Exercise directions:
In the discussion about comparing C pointers, where did Cray put the character offset bits?

Selected text:

-.-.-

I really can't think how to do this - any suggestions?

You're right, you can't. But why do you want to? What are you trying
to achieve?

Note that you can compare pointers for equality even if they are
from different objects.

-- Richard
 
M

Malcolm McLean

Ivar Rosquist said:
Really!? How have I managed to do so all these years?
It is undefined behaviour. Realistically a flat memory architecture is just
going to do a starightforwards subtraction of bits. However it could trap or
return funny results on some machines.
 
F

Flash Gordon

J Caesar wrote, On 05/06/07 22:44:
In C you can compare two pointers, p<q, as long as they come from the
same array or the same malloc()ated block. Otherwise you can't.

What I'd like to do is write a function
int comparable(void *p, void *q)
that will take any two pointers and decide whether they can be compared
or not.

I really can't think how to do this - any suggestions?

Your initial thought is correct, you can't do the check in standard C.
 
W

Walter Roberson

Really!? How have I managed to do so all these years?
Non-portably.

Pointers are just addresses - usually 32-, these days more and
more, 64-bit unsigned integers. Which you can always compare at will.
Usually you'll want for them to be pointers to the same type of data, of
course.

Pointers are not necessarily just addresses: pointers may be opaque
with storage silently managed "under the hood", or pointers may
include type information, or pointers may include not have the
address information in numeric order (e.g., Cray put the character
offset bits in the upper byte). Or, as was common on VMS, pointers
might be the address of "descriptors" -- a block of data that
describes the type and array and virtual memory address of the
actual storage. And when you are working with a Harvard architecture,
a pointer to a function could have exactly the same numeric value
as a pointer to an object: since C does not provide any operations
that translate between function pointers and object pointers, there
is no conflict in having a function pointer with the same value
as an object pointer, with the code knowing which kind of instructions
are needed for the correct kind of access.
 
J

J Caesar

You're right, you can't. But why do you want to? What are you trying
to achieve?

Note that you can compare pointers for equality even if they are
from different objects.

This gives one method: write a wrapper to malloc to store a pointer to
each block allocated together with the size of the block. Then do an
exhaustive search over all pointers to all elements of all blocks
allocated to find which blocks p and q are in (only needs you to compare
each pointer for equality with p or q, which is legal). And you're done.

I see two problems: 1) very inefficient if large tracts of memory are
allocated; 2) fails if p or q point inside statically allocated arrays
rather than malloc()ed blocks.

JC.

-.-.-

Provided information:
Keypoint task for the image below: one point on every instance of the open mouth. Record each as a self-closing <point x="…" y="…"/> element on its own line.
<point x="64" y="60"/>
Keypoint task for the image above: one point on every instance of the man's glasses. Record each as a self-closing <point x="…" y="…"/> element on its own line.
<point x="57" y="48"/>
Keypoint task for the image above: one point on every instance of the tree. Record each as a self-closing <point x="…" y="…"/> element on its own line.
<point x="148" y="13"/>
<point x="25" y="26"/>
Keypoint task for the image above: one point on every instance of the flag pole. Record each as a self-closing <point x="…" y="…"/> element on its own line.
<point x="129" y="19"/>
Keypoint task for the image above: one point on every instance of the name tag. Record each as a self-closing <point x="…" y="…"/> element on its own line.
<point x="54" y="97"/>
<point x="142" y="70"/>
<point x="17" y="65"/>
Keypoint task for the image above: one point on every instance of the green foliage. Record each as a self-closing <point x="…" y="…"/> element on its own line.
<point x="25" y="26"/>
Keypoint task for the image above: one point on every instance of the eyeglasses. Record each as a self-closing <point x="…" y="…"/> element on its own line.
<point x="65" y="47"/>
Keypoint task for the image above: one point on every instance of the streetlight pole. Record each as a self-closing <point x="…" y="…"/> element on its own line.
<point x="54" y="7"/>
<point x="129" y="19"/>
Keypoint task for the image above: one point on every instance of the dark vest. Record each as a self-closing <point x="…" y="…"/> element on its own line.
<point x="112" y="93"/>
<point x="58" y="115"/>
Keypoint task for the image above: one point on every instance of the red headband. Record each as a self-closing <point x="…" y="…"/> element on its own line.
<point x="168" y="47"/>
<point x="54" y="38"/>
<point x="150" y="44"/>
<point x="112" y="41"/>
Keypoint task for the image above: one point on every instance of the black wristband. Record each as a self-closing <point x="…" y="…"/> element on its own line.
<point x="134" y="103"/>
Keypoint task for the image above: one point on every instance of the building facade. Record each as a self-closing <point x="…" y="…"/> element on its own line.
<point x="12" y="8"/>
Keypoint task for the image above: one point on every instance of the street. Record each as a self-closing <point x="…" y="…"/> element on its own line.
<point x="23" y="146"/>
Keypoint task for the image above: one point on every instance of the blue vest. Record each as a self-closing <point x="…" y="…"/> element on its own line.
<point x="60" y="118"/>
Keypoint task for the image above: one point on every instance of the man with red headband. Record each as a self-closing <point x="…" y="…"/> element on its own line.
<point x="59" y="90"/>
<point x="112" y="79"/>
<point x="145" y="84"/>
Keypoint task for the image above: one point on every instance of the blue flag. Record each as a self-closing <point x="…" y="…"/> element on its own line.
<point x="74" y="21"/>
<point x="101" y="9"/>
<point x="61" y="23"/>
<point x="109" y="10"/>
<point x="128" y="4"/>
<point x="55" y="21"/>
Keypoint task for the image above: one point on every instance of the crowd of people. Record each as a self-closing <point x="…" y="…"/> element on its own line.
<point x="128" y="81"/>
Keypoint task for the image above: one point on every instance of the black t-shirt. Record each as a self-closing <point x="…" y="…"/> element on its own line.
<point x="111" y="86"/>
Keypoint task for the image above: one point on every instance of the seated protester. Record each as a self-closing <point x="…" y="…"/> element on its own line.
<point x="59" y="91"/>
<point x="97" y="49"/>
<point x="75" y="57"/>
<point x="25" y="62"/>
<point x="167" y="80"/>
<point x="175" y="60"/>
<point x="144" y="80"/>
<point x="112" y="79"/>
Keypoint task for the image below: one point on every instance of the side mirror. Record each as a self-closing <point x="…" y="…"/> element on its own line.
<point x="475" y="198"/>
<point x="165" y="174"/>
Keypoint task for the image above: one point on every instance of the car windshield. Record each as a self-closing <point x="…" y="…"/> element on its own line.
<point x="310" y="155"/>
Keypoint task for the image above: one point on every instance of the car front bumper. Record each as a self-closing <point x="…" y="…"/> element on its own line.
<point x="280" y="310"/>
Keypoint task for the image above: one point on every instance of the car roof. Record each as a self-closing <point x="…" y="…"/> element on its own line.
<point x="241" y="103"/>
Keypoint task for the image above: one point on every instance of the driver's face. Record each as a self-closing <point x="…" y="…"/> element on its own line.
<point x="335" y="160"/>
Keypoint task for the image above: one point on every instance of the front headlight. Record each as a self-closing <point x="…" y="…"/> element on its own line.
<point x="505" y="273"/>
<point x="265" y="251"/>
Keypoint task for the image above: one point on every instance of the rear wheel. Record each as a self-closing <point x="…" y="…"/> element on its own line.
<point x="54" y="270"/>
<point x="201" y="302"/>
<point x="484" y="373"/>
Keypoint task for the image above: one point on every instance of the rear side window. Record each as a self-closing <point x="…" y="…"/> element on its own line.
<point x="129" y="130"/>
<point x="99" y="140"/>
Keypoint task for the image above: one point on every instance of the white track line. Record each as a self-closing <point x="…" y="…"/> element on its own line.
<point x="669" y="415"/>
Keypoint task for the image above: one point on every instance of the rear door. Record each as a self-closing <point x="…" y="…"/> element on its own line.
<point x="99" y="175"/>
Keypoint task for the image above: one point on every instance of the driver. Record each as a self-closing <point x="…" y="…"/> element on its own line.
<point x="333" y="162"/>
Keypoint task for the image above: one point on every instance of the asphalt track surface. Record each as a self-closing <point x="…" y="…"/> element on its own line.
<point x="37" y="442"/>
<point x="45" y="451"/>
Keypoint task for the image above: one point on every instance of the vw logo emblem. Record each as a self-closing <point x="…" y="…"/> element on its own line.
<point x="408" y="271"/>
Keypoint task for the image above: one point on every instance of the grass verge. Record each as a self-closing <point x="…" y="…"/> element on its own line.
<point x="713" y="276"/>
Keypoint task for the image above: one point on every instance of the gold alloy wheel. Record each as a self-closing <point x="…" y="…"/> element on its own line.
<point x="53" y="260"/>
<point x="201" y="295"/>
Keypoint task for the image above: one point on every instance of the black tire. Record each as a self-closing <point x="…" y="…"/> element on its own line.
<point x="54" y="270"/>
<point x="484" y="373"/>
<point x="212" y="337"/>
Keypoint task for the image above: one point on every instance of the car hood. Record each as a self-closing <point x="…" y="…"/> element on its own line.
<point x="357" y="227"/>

-.-.-

Result of the exercise:
In the upper byte.